→ **What is required**:
Count the lines in the items below that contain the word "mirror", matching case exactly, and give only the number.

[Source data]

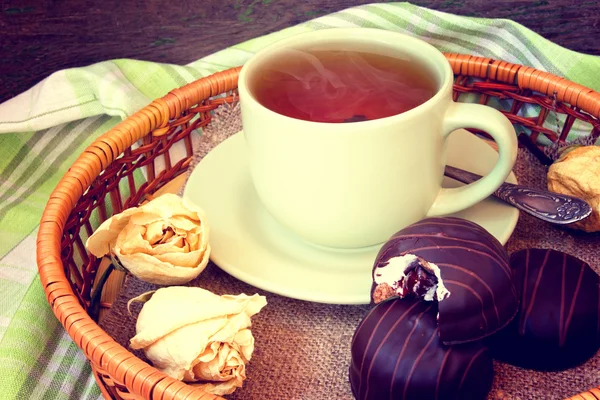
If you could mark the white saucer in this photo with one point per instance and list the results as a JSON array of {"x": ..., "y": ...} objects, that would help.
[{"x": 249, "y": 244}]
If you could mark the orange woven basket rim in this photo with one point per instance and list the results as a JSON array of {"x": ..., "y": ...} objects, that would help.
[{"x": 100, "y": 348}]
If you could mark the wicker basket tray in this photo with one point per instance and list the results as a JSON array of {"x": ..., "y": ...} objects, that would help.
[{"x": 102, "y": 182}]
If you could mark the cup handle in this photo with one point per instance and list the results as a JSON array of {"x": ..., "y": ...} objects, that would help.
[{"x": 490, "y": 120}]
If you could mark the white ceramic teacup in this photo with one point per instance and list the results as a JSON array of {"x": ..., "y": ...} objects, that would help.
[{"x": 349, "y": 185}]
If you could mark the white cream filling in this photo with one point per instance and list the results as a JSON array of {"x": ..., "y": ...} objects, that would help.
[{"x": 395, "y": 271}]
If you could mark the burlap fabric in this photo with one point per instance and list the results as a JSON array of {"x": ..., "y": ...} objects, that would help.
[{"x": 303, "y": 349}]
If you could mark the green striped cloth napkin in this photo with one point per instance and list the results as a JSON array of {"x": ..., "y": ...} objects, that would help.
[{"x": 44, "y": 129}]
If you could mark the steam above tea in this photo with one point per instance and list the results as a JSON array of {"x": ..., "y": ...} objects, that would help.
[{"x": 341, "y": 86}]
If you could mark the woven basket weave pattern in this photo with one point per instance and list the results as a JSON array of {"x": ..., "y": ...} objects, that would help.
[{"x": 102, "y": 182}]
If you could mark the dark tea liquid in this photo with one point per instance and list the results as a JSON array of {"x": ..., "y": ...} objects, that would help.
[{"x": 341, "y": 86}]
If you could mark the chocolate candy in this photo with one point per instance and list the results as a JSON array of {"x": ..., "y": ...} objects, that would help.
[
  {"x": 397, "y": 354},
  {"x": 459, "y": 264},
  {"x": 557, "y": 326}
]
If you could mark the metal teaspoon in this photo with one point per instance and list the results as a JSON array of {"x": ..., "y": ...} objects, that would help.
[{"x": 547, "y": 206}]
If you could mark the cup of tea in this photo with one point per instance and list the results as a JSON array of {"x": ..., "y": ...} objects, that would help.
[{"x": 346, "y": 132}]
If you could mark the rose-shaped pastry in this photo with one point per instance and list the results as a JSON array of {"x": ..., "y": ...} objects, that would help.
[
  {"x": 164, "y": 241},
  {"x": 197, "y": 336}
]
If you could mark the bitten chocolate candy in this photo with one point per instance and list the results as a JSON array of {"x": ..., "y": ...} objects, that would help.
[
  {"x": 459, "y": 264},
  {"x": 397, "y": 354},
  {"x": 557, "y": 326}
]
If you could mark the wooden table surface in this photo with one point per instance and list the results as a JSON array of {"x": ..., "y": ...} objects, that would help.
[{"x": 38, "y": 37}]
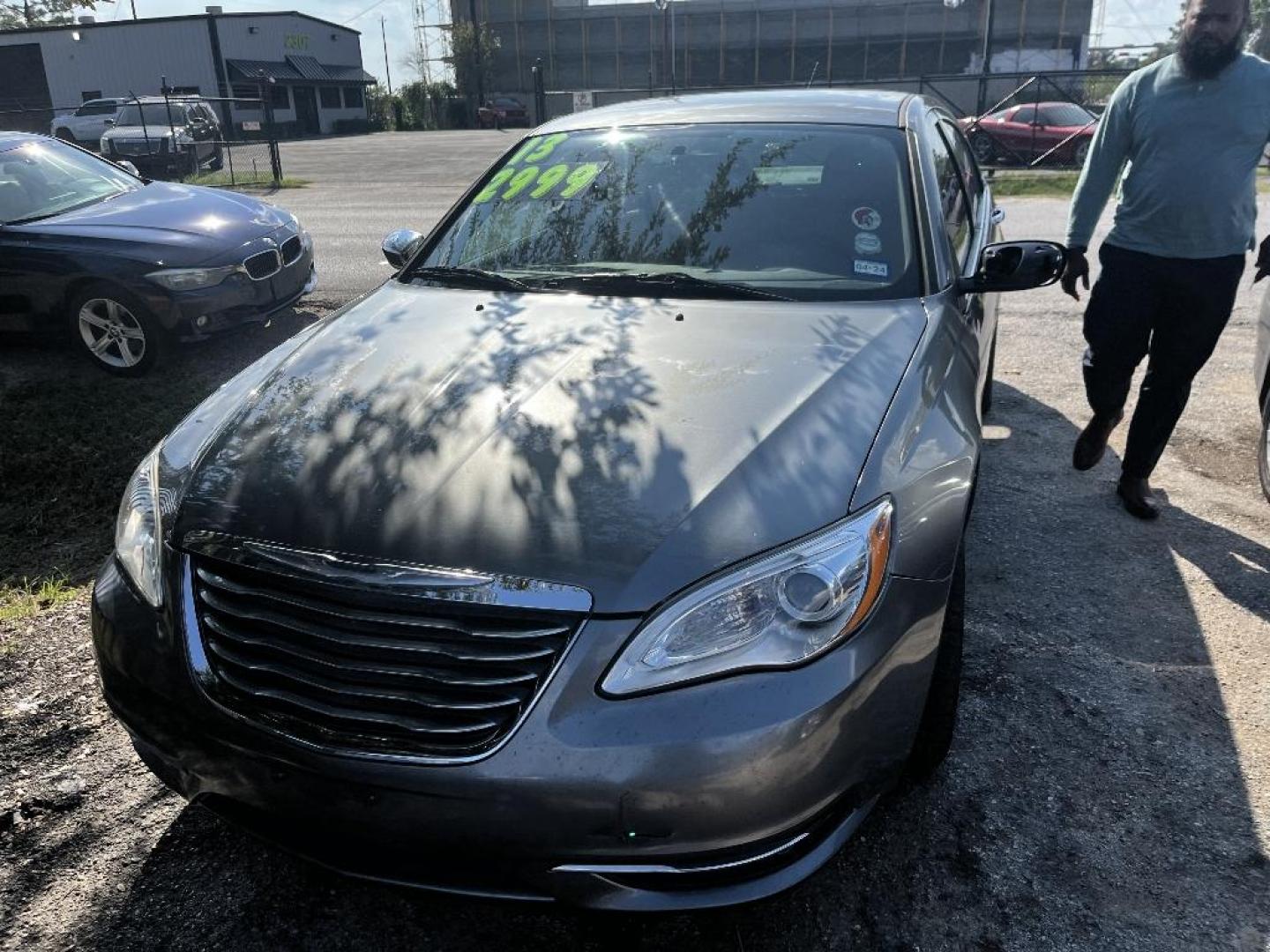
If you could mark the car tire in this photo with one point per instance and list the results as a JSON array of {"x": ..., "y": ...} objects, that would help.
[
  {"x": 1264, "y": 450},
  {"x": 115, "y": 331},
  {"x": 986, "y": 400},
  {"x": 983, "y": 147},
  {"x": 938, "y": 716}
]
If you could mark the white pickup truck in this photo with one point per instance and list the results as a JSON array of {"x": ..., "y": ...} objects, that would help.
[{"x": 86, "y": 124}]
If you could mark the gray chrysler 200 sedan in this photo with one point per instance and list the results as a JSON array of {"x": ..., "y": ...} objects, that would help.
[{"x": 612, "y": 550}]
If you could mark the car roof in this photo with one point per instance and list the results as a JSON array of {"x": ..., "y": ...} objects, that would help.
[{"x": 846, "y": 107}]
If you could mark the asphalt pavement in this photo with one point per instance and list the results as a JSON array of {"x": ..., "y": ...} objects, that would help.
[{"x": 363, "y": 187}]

---

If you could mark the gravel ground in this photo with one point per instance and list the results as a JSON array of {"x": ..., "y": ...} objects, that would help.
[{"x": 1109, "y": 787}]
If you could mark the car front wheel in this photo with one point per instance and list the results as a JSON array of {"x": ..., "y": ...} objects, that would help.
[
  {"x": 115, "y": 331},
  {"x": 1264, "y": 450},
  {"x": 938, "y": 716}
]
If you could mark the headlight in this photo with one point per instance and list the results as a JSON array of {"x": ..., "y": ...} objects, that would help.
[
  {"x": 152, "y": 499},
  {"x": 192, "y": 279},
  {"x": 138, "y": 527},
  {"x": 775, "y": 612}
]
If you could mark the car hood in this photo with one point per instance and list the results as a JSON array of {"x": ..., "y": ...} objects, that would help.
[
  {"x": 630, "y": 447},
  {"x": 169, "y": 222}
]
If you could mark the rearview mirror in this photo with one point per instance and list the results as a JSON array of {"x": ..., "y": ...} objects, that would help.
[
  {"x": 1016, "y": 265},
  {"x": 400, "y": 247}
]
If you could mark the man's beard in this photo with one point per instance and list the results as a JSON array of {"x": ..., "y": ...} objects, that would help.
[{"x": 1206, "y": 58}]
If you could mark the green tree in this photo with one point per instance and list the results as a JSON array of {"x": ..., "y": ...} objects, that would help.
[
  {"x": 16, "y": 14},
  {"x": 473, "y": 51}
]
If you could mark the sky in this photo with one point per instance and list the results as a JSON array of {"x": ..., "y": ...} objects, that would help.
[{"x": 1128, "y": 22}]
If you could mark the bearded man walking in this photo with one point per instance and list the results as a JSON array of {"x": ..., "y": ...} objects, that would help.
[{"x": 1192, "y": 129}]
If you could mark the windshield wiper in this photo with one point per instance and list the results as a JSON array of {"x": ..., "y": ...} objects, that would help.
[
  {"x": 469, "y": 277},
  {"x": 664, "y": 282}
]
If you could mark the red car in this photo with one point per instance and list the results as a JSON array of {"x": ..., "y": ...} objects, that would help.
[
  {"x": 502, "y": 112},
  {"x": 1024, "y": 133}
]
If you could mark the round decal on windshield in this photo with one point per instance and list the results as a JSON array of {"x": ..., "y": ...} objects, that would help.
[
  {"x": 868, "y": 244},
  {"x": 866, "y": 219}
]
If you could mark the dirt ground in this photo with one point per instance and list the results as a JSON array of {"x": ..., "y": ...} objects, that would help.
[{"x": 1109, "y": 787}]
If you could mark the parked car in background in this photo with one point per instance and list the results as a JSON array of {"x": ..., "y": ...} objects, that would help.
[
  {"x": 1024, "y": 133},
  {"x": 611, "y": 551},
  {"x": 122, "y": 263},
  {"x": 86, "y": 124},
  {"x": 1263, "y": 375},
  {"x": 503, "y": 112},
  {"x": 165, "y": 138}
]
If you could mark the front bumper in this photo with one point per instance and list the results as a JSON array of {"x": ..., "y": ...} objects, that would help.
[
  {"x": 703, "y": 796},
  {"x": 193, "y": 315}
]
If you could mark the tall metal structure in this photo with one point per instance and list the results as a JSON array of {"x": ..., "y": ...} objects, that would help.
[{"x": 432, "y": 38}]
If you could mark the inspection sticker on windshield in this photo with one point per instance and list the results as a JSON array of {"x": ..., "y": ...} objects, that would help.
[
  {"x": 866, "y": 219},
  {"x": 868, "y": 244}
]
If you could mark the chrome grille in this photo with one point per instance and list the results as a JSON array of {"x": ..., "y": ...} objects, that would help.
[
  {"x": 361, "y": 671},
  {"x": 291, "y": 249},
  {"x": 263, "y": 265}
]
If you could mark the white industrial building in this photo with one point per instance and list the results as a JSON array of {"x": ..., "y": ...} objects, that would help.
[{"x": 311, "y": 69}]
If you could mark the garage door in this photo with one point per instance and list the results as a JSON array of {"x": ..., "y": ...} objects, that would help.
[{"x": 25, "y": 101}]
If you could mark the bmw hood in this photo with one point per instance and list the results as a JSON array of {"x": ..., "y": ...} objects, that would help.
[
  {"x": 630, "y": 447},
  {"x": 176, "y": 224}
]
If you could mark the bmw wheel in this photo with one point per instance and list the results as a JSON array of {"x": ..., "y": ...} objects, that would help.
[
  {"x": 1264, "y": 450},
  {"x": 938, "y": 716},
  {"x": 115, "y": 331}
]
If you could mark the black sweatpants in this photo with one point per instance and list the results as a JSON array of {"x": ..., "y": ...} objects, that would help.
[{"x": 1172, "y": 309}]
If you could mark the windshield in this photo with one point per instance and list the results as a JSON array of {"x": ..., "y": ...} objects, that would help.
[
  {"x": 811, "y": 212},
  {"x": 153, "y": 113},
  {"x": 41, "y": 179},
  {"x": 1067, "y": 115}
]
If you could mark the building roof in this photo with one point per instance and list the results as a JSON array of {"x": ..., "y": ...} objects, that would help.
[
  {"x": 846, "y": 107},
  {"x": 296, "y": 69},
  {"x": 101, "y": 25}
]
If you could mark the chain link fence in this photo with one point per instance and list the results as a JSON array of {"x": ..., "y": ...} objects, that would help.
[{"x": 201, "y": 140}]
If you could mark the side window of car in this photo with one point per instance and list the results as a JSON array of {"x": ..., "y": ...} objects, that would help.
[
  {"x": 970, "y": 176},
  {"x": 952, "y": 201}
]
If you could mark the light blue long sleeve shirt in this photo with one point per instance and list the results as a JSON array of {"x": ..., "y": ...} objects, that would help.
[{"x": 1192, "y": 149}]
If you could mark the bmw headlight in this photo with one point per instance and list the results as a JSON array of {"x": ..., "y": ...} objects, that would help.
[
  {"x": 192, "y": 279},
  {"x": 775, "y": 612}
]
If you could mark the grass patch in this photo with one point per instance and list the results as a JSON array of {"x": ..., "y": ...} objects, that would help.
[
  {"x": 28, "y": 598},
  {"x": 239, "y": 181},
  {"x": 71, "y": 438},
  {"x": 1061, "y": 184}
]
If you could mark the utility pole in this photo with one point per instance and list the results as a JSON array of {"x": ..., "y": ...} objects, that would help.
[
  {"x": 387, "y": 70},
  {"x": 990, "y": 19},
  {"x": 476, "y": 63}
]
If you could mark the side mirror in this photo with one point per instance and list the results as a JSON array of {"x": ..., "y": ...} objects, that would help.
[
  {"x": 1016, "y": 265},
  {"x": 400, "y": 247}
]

→ **Exercise result**:
2